--- start SUPPLIED RECORDS ---

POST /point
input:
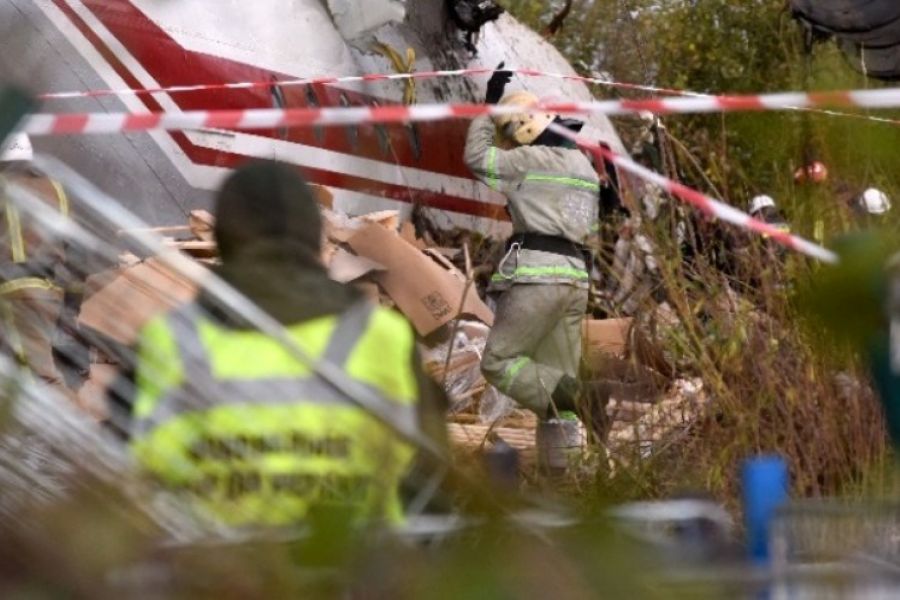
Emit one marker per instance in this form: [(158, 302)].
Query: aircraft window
[(415, 143), (351, 131), (384, 139), (278, 101), (312, 101)]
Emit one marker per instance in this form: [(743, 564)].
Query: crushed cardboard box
[(429, 295), (606, 337), (129, 297)]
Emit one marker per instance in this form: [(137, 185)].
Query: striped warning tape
[(85, 123), (374, 77), (707, 205)]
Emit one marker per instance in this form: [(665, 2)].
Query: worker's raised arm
[(494, 166)]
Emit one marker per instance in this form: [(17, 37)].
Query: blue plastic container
[(765, 490)]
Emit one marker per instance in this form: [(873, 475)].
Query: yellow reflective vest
[(254, 436)]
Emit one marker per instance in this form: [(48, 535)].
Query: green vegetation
[(782, 382)]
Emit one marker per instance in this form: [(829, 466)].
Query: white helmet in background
[(760, 202), (874, 202), (16, 147), (524, 128)]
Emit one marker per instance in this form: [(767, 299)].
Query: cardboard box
[(132, 297), (429, 295), (606, 337)]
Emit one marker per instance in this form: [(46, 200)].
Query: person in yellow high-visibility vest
[(33, 275), (228, 416)]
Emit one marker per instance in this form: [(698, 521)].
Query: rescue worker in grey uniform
[(534, 349)]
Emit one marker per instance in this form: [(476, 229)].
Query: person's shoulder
[(387, 319)]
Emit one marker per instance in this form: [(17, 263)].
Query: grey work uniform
[(536, 338)]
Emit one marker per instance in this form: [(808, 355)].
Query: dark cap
[(266, 202)]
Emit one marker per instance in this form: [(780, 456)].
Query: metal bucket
[(558, 441)]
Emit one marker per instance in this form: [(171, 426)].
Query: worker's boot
[(588, 399)]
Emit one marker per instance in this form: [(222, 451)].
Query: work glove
[(573, 125), (497, 84)]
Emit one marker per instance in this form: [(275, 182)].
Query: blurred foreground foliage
[(780, 351)]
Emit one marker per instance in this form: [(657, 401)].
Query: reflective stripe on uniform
[(26, 283), (267, 391), (14, 227), (574, 182), (568, 272), (492, 180), (512, 371), (782, 227), (250, 442)]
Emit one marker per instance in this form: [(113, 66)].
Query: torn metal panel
[(355, 18)]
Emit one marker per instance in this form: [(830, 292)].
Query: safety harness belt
[(550, 243)]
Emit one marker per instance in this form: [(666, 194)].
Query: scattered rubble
[(424, 280)]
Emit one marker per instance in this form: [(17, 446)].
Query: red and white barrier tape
[(177, 89), (707, 205), (180, 89), (84, 123)]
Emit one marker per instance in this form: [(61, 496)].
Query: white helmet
[(760, 202), (875, 202), (524, 128), (16, 147)]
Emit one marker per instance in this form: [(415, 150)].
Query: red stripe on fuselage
[(170, 65), (138, 33)]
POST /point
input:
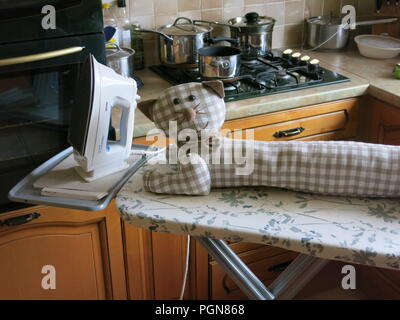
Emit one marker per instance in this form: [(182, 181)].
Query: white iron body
[(102, 157)]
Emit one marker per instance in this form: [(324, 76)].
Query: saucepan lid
[(254, 22), (115, 52), (184, 29)]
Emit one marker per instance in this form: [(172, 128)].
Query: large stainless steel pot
[(219, 62), (254, 33), (179, 42), (328, 33)]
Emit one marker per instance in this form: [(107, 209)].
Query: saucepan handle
[(234, 42)]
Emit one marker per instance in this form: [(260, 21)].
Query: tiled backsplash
[(290, 15)]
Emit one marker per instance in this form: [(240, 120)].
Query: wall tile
[(331, 6), (229, 13), (165, 7), (211, 4), (366, 7), (259, 8), (278, 37), (212, 15), (276, 11), (294, 11), (313, 8), (293, 35), (250, 2), (233, 3), (193, 14), (163, 19), (189, 5), (141, 7)]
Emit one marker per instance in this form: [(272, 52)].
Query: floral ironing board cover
[(356, 230)]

--- end SUPPLIED RECORDS ---

• [DO THIS]: Make an exact copy of every entry above, minus the images.

• [RESULT OF THIS TASK]:
POST /point
input:
Emit one marker per instance in this form: [(158, 302)].
Query: aircraft window
[(415, 143), (351, 131), (384, 139), (278, 101), (312, 101)]
Emit one marker per instance in this form: [(743, 564)].
Query: crushed cardboard box
[(429, 295), (606, 337), (129, 297)]
Emit one marker per instance in this form: [(137, 185)].
Query: striped warning tape
[(85, 123), (374, 77), (707, 205)]
Emit one marker per instance in this form: [(665, 2)].
Query: worker's raised arm
[(494, 166)]
Emit one marker per instance in this form: [(17, 37)].
Query: blue plastic container
[(765, 490)]
Emit one marker per instance in this form: [(873, 475)].
Query: yellow reflective vest
[(254, 436)]
Emit one marker per instance in this form: [(48, 535)].
Query: green vegetation
[(782, 382)]
Emit one marker per instance in this form: [(829, 466)].
Query: white helmet in background
[(760, 202), (874, 202), (16, 147), (524, 128)]
Emit one marker per instance in this form: [(767, 299)].
Query: cardboard box
[(132, 297), (429, 295), (606, 337)]
Emit one marker per instance in this form: [(46, 200)].
Query: person in yellow high-visibility vest
[(33, 275), (228, 416)]
Emit one marker per instance in this form: [(698, 521)].
Query: rescue worker in grey uniform
[(534, 349)]
Emit one marker per instance in this form: [(476, 229)].
Query: person's shoulder
[(387, 319)]
Emit one marker per instance in this form: [(17, 263)].
Query: grey work uniform
[(536, 338)]
Emit one marker per instance in this form: [(808, 355)].
Query: dark cap
[(266, 202)]
Emit one marker per instance in this form: [(780, 456)].
Query: metal bucket
[(558, 441)]
Emit one marker per instance in this form: [(171, 426)].
Query: worker's boot
[(588, 399)]
Emit one marker per instance in this form: [(222, 451)].
Query: work glove
[(573, 125), (497, 84)]
Emit one marker per instance in this form: [(275, 182)].
Query: blurred foreground foliage
[(780, 351)]
Emit one marker per instance in this form: [(657, 401)].
Query: reflective stripe on uniform
[(26, 283), (267, 391), (14, 227), (574, 182), (568, 272), (492, 180), (512, 371), (782, 227), (250, 442)]
Emit one marker per instance in this form: [(113, 66)].
Query: torn metal panel
[(355, 18)]
Emit one marker per instance in this form: [(830, 292)].
Query: safety harness belt
[(550, 243)]
Emit one marker per instance in this form: [(666, 194)].
Query: scattered rubble
[(424, 280)]
Emit one marker per instance in this form: [(17, 446)].
Query: red and white barrier tape
[(177, 89), (707, 205), (180, 89), (84, 123)]
Emit one marker per instance in this form: [(61, 496)].
Query: white helmet
[(760, 202), (875, 202), (524, 128), (16, 147)]
Emit one marker per instance in this form: [(415, 150)].
Query: red stripe on fuselage
[(170, 65), (138, 33)]
POST /point
input:
Emit one marker per instance in this form: [(182, 181)].
Query: white iron body
[(102, 157)]
Emit one marker per instance in this form: [(324, 76)].
Query: saucepan lid
[(254, 22), (115, 52), (184, 29)]
Emit one marker per instance in this form: [(172, 128)].
Query: large stainless steel pot
[(219, 62), (254, 33), (179, 42), (328, 33)]
Emit one marker per instance in this form: [(107, 209)].
Query: saucepan handle
[(234, 42)]
Emit one marker per instance in this form: [(260, 21)].
Query: tiled backsplash
[(290, 15)]
Emit one marker per instance in this form: [(240, 120)].
Query: wall tile
[(331, 6), (229, 13), (165, 7), (211, 4), (366, 7), (259, 8), (278, 37), (212, 15), (276, 11), (294, 11), (313, 8), (293, 35), (250, 2), (233, 3), (193, 14), (163, 19), (189, 5), (141, 7)]
Emit one marker per instance in this form: [(272, 52)].
Query: floral ironing board cover
[(356, 230)]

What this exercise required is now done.